Deine Aufgabe: Bitte beantworte anhand der ausgewählten Passage: Nach welcher Vorschrift wurde das Verfahren eingestellt?

Ausgewählte Passage:
Eine andere Beurteilung ergibt sich auch nicht aus ex-post-Betrachtung unter Berücksichtigung der der Berufungskammer zugrunde liegenden Erkenntnisse. Denn das Verfahren wurde gemäß § 153 Abs. 2 StPO im Hinblick auf das Ergebnis eines in der Berufungsinstanz eingeholten Sachverständigengutachtens zum Unfallhergang und das Mitverschulden des Unfallgegners, insbesondere das Nichtbenutzen der Vorderradbremse, eingestellt. Der Tatverdacht gegen den Beschwerdeführer war auch durch das von der Kammer eingeholte Sachverständigengutachten nicht entfallen, sondern nur abgeschwächt worden. Denn insoweit hat der Sachverständige festgestellt, dass während des Abbiegevorgangs das herannahende Motorrad für den Angeklagten zu erkennen gewesen wäre, wenn er – wie von Zeugen bekundet- in die Richtung des Motorrades geschaut hätte. Dann hätte der Angeklagte seinen Lkw auch noch unmittelbar vor dem Kollisionspunkt zum Stillstand bringen können, so dass der Motorradfahren nach rechts hätte ausweichen können.

Datenauszug:

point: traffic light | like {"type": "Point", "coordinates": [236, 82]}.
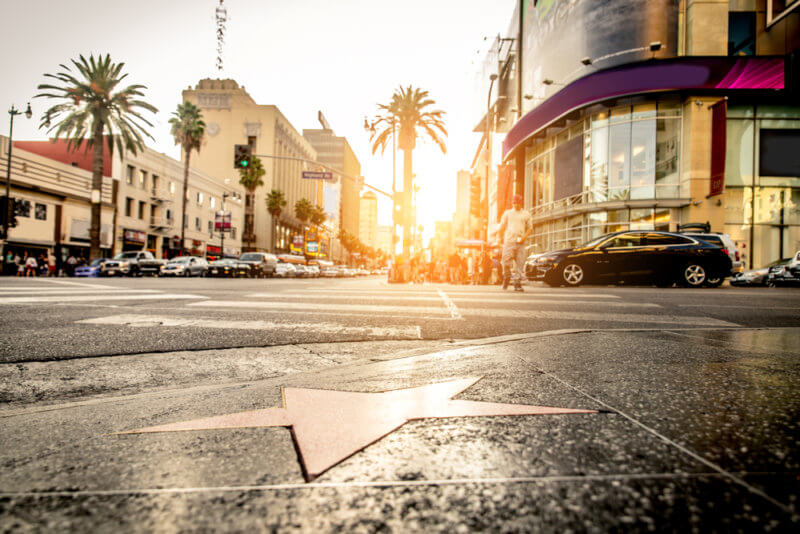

Lösung: Nach § 153 Abs. 2 StPO.